- _CHALLENGE_:
Format the entries as a Markdown table with the columns Row and Line, numbering each line, from the line containing "For the spray" up to and including the final line of the entries. Omit blank lines.

=-=-=-=-=

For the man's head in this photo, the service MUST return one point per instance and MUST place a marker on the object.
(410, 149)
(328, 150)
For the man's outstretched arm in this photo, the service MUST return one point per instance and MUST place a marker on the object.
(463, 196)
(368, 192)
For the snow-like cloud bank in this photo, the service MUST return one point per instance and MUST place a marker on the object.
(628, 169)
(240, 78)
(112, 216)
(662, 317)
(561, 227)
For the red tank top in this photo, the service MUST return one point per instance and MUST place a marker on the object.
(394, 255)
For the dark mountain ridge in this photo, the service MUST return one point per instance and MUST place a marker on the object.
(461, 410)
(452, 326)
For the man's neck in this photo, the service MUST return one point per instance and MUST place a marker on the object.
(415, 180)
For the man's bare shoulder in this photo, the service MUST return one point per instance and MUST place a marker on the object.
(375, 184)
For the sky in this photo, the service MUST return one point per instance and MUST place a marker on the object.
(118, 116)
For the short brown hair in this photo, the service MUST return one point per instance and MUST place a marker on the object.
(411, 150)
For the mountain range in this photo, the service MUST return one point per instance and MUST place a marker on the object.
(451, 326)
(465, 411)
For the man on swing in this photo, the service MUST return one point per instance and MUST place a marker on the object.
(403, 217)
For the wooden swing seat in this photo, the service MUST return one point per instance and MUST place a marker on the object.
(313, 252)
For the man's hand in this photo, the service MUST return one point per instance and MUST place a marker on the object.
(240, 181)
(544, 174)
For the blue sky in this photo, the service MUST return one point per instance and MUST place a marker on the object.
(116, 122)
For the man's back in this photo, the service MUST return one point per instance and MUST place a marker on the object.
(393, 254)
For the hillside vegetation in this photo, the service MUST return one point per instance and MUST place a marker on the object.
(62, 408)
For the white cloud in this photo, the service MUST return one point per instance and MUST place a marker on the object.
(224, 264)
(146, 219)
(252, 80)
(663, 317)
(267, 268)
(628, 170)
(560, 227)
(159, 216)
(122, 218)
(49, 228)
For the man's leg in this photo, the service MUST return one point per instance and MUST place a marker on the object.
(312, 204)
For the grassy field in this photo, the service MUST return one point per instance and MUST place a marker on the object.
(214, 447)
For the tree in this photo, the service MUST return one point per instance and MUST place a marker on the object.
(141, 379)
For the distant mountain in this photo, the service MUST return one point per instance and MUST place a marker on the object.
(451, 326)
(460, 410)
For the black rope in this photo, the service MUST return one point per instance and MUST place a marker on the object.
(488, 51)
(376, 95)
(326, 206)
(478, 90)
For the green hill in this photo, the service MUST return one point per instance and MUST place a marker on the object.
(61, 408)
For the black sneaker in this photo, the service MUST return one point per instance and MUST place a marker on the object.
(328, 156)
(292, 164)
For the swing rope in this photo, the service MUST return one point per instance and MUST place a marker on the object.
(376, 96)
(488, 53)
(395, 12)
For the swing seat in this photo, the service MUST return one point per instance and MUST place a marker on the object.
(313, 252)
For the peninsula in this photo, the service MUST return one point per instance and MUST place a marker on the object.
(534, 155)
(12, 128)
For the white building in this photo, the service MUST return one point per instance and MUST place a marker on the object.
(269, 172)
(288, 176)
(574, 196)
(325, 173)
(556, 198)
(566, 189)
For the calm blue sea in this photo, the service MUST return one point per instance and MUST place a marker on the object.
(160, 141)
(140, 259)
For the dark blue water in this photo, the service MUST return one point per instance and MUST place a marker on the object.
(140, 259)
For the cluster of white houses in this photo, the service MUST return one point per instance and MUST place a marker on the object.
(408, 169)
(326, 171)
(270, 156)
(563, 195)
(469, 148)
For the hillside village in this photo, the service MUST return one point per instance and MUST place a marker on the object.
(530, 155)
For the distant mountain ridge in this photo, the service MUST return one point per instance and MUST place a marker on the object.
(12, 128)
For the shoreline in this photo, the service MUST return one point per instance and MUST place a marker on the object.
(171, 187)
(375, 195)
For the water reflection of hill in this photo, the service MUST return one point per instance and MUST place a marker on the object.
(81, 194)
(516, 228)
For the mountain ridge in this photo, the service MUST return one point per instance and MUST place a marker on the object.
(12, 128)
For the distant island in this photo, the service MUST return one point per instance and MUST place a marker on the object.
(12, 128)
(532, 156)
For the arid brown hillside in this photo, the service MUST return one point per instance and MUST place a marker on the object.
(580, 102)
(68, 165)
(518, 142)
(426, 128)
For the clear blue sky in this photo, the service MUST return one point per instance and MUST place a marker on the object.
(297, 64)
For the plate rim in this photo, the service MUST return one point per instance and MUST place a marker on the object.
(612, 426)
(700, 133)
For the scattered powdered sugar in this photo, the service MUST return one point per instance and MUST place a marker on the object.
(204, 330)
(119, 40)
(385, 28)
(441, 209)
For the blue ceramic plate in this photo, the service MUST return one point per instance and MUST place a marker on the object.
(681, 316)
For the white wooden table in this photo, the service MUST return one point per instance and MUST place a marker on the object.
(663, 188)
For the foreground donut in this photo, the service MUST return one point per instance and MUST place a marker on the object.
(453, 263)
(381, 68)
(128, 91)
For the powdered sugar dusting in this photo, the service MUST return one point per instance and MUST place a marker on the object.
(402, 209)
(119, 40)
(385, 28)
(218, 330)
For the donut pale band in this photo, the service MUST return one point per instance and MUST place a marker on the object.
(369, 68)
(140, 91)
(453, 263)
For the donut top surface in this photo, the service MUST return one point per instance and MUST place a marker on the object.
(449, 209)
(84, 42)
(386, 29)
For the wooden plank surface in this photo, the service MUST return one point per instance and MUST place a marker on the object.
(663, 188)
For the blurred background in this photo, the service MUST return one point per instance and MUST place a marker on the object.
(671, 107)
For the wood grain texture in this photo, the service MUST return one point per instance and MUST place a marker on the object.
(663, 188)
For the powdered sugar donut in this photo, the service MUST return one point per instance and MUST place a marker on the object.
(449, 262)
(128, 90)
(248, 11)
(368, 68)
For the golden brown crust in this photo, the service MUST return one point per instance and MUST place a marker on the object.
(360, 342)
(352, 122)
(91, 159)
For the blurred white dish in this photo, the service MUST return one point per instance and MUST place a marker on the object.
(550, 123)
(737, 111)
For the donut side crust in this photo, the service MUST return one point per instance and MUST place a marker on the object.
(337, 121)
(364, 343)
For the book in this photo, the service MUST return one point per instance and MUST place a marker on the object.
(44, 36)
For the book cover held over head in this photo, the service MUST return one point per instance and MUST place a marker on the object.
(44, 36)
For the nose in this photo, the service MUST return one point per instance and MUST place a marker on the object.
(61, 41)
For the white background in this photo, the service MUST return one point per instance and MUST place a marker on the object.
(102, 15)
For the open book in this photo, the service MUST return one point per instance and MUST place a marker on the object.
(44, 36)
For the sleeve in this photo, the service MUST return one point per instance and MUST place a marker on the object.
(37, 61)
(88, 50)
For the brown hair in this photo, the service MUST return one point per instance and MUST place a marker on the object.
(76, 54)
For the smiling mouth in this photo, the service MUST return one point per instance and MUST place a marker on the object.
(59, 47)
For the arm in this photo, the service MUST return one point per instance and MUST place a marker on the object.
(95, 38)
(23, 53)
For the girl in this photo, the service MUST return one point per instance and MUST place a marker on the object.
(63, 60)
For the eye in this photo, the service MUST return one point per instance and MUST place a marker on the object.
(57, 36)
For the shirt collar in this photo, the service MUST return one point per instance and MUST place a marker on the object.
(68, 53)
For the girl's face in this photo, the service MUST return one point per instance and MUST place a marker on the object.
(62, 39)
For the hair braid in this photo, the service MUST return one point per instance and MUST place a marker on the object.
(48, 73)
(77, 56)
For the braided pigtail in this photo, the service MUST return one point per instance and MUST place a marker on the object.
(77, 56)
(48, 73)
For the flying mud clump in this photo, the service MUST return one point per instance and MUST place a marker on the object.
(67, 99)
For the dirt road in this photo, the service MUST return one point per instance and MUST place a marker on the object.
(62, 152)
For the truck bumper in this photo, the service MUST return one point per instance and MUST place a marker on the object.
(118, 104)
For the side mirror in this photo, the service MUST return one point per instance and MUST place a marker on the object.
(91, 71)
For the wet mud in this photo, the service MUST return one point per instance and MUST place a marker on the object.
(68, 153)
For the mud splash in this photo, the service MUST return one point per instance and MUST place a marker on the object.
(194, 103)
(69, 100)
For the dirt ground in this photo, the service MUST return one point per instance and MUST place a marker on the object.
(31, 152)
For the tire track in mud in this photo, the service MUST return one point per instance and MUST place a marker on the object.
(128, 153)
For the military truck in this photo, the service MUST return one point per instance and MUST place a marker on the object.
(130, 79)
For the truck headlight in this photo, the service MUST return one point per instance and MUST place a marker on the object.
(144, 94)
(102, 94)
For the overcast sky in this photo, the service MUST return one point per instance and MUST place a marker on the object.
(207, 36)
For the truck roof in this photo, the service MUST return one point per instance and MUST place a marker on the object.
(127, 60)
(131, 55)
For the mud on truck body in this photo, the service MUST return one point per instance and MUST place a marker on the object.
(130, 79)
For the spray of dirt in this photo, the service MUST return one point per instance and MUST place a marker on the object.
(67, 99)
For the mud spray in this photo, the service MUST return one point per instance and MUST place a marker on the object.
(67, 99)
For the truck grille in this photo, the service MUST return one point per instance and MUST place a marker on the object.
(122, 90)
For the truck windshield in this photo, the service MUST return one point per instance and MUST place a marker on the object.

=-=-=-=-=

- _RESULT OF THE EXERCISE_:
| Row | Line |
|---|---|
| 1 | For the spray of dirt in this photo, the service MUST return one point per instance and MUST place a marker on the object. |
| 2 | (67, 99) |
| 3 | For the mud spray in this photo, the service MUST return one point per instance and MUST place a marker on the object. |
| 4 | (67, 99) |
| 5 | For the truck grille in this photo, the service MUST return one point per instance and MUST place a marker on the object. |
| 6 | (122, 90) |
| 7 | For the truck windshield in this photo, the service MUST return one point per instance and MUST place a marker on the object. |